**Problem statement:** Copy every one of the entries below verbatim, keeping each line and line break unchanged.

**Data supplied:**
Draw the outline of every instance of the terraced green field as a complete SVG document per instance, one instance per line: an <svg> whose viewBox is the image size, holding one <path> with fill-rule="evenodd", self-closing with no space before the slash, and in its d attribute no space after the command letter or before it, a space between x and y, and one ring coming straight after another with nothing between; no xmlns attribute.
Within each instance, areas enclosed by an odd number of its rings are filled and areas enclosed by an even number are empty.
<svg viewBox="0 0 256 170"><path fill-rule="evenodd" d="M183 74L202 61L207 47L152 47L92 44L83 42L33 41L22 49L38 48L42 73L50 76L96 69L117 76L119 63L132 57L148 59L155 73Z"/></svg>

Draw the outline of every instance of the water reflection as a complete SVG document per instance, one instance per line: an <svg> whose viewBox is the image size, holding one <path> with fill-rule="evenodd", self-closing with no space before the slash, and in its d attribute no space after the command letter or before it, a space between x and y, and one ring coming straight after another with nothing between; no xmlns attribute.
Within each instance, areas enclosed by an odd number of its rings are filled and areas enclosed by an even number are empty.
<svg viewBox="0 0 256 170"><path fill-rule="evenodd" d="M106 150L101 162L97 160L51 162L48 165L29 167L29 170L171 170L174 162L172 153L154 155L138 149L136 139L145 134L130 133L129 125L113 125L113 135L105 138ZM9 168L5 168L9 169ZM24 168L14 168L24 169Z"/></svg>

**Solved problem:**
Draw the outline of every instance of the terraced green field as a complete SVG document per instance, one instance per line: an <svg> whose viewBox is the image size, holding one <path> with fill-rule="evenodd", self-closing with no space before the slash, and in its d attribute no space after the command letter or before it, a space between x and y, and one ring coming straight after another with nothing between; no xmlns attribute.
Within each instance, areas enclosed by an odd number of its rings are filled and areas enclosed by an even number are empty.
<svg viewBox="0 0 256 170"><path fill-rule="evenodd" d="M183 74L202 61L207 47L152 47L92 44L83 42L33 41L22 49L38 48L42 73L50 76L96 69L117 76L119 63L132 57L148 59L155 73Z"/></svg>

Draw the outline of every instance of the water reflection as a complete SVG document per instance, one instance per line: an <svg> whose viewBox is the image size, holding one <path> with fill-rule="evenodd", self-closing with no space before the slash, and in its d attribute no space after the command letter or before it, a space between x and y, and one ring coming straight after another with nothing between; no xmlns attribute.
Within each instance, areas enclosed by an odd number of its rings are filled and areas enclosed by an even number are empty.
<svg viewBox="0 0 256 170"><path fill-rule="evenodd" d="M106 150L101 162L97 160L51 162L48 165L29 167L29 170L171 170L174 162L172 153L154 155L138 149L136 139L145 134L130 133L129 125L113 125L113 135L105 138ZM9 168L5 168L9 169ZM24 168L14 168L24 169Z"/></svg>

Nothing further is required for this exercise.